• _REQUIREMENT_
Each line from the one that has "In the photograph above, where can the white" through the final line of the listing is to be written out exactly, and no other line is.

****************************************

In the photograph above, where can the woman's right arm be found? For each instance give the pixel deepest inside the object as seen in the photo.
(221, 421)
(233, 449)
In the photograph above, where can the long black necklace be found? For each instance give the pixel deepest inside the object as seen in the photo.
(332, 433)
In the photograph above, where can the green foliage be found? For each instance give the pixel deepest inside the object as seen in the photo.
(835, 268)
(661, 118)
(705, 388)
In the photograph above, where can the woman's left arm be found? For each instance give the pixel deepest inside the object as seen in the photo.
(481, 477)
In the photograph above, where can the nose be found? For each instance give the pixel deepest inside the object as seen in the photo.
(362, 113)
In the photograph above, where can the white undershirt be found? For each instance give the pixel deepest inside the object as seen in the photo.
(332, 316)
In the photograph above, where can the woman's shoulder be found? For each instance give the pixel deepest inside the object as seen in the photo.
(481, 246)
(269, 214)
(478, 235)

****************************************

• _REPLY_
In the photograph above, where can the white undershirt be found? For each instance give the pixel deepest inside the object as seen in the photo.
(332, 316)
In the photograph above, where can the woman's shoulder be found? For each instance give the pixel deepest inside the object as seen in the photo.
(481, 246)
(269, 214)
(478, 235)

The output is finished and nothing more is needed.